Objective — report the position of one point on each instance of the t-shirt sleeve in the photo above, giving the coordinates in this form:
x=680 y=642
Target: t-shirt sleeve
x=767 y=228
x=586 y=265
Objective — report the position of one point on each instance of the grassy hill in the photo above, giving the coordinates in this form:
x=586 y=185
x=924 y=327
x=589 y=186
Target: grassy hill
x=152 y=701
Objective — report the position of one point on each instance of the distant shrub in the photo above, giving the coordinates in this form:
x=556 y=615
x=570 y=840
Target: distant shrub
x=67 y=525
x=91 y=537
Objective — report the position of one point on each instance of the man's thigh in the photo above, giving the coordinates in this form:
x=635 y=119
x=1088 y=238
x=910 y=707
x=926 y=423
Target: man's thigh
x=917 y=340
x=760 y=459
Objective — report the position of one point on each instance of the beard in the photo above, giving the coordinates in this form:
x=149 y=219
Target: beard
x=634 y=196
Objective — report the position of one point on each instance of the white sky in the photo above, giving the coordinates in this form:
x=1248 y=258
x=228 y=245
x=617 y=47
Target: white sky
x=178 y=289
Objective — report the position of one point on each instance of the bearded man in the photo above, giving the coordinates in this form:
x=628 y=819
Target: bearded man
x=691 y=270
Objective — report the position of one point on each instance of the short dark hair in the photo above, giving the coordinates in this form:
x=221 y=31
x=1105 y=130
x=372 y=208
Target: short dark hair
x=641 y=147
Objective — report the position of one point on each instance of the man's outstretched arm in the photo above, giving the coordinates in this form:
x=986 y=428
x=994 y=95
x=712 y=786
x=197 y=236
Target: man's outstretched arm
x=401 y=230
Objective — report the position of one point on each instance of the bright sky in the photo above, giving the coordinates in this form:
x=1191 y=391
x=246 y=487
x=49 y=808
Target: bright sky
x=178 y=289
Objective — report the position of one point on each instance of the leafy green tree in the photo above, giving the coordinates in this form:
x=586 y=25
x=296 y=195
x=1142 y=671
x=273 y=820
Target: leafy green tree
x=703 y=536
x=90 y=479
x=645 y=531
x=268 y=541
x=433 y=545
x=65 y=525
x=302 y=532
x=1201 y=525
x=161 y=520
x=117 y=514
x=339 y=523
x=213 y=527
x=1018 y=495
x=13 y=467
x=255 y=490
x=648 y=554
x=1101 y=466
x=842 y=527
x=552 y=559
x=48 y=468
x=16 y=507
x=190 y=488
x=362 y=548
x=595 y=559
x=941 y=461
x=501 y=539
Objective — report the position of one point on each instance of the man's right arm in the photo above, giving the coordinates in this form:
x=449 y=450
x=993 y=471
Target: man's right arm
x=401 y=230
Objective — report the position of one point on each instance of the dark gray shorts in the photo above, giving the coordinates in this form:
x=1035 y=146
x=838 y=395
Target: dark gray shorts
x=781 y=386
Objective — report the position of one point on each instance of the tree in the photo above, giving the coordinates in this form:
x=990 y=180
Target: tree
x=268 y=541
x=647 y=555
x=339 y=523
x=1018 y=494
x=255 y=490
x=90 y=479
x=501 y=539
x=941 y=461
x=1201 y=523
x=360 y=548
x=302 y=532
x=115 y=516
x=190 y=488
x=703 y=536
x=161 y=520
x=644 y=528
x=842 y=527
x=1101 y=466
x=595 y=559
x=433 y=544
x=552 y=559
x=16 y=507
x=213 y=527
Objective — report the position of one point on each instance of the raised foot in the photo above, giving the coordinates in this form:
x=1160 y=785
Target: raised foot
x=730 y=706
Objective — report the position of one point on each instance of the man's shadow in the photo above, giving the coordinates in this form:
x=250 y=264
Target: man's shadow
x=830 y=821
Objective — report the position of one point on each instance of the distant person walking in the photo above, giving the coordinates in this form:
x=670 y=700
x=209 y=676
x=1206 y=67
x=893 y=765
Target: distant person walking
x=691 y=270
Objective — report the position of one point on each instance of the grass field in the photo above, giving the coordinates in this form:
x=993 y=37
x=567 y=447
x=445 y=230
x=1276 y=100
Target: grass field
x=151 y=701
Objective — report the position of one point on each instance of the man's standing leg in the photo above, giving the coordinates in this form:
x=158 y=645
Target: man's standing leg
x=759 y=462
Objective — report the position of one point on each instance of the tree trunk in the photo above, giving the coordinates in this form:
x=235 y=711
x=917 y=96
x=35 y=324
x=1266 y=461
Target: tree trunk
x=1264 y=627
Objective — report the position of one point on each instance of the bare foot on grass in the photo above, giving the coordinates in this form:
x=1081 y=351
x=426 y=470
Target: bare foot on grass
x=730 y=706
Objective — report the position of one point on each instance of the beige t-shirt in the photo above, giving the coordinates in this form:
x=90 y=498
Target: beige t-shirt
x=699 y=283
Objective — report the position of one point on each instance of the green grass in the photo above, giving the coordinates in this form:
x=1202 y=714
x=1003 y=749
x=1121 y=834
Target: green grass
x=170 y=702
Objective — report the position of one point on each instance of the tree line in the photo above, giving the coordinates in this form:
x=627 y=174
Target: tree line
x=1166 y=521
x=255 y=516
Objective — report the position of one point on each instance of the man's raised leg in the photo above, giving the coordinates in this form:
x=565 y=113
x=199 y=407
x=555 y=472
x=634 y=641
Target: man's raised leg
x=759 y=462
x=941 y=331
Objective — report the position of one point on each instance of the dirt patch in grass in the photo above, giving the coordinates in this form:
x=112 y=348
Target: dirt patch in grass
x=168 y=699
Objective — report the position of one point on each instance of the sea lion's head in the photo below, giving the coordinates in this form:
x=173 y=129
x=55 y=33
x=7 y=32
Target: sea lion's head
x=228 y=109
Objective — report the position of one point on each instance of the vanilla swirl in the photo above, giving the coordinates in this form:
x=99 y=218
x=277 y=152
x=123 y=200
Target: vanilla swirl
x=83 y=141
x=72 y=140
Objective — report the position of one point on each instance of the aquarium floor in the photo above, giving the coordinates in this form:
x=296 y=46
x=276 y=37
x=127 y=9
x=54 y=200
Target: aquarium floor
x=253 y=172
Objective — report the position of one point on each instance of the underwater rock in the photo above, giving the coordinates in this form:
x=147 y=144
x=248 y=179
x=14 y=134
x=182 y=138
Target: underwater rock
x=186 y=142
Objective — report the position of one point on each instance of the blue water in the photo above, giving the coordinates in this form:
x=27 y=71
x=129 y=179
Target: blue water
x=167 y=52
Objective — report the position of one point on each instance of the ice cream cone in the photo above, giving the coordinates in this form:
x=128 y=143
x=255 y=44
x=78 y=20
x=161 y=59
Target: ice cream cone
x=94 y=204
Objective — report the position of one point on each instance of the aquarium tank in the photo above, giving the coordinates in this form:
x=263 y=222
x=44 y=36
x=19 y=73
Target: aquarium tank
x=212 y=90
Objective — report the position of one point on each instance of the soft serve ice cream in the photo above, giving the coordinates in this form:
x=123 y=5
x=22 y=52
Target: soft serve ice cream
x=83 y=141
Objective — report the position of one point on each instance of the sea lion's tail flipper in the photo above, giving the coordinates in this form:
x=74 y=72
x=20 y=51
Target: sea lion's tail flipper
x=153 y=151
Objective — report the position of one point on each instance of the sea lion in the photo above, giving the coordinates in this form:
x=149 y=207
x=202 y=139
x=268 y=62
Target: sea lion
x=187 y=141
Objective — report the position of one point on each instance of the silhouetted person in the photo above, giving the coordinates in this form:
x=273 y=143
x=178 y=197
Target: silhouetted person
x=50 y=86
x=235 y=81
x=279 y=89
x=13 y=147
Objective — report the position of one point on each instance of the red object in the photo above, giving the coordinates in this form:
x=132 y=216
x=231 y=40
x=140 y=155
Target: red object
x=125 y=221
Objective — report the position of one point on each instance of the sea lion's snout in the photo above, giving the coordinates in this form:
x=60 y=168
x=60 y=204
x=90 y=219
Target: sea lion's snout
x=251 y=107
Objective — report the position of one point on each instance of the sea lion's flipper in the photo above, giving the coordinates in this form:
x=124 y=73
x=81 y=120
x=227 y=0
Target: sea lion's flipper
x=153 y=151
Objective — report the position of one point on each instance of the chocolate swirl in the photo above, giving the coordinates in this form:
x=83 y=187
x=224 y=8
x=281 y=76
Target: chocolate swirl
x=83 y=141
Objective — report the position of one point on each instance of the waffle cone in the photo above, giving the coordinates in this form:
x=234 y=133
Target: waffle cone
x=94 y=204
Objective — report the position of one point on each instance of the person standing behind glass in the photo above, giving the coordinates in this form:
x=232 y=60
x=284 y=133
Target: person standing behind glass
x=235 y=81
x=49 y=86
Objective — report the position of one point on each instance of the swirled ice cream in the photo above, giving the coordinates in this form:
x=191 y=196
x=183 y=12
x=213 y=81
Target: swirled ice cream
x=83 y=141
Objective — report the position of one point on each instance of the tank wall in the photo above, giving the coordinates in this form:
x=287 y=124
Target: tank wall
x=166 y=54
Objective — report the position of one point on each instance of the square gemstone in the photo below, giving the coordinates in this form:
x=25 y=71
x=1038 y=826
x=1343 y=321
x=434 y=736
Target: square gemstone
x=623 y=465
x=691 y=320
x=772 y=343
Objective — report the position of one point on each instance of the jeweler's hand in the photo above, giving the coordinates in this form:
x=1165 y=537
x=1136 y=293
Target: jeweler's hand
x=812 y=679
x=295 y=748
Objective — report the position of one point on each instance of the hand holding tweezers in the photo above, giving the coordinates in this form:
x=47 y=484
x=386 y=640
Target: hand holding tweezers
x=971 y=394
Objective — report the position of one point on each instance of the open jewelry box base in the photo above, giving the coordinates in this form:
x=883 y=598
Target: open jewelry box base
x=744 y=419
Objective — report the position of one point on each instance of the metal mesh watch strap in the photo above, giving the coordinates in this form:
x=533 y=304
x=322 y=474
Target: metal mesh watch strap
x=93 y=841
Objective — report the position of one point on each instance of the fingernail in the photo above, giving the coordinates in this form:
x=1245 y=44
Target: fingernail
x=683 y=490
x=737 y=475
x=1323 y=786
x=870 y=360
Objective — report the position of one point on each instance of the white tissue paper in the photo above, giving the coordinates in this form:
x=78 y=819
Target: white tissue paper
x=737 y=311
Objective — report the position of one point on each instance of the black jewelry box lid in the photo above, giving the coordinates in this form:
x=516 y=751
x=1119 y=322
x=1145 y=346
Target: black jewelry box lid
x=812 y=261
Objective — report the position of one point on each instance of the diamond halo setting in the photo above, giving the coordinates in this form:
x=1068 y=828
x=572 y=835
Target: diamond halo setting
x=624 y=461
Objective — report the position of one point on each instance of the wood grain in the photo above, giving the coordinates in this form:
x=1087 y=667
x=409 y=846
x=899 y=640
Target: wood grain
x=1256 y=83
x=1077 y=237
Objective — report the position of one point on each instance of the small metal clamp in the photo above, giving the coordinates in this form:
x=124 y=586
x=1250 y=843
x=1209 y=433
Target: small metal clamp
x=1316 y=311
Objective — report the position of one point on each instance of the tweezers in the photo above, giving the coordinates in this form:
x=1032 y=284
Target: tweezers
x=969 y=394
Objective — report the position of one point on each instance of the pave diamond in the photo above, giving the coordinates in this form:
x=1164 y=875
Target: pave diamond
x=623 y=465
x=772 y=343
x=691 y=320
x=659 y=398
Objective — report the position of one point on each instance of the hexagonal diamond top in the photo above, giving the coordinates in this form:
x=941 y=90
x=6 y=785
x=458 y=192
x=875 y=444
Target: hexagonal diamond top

• **WHAT THE TASK ASKS**
Rewrite everything in the listing above from the line containing "of the bare" down to and including the line containing "x=941 y=331" as a numbered list, omitting any blank lines.

• **FULL SOLUTION**
1. Objective — report the position of one point on each instance of the bare foot on grass in the photo above, giving the coordinates in this form:
2. x=1081 y=351
3. x=426 y=470
4. Target: bare foot on grass
5. x=730 y=706
6. Objective — report the position of one point on each instance of the beige t-shirt in the photo above, giving the coordinates in this form:
7. x=90 y=498
8. Target: beige t-shirt
9. x=699 y=283
10. Objective — report the position of one point on each instance of the green grass in the photo above, giving the coordinates in this form:
11. x=1202 y=714
12. x=1003 y=749
13. x=1121 y=834
14. Target: green grass
15. x=170 y=702
16. Objective — report the position of one point on each instance of the tree line in the photo above, giving the coordinates in this form:
17. x=627 y=174
18. Target: tree line
19. x=1166 y=521
20. x=255 y=516
21. Objective — report the position of one point on each instance of the man's raised leg in the photo above, giving the coordinates in this form:
22. x=565 y=113
23. x=199 y=407
24. x=555 y=472
25. x=634 y=641
26. Target: man's raised leg
27. x=759 y=462
28. x=941 y=331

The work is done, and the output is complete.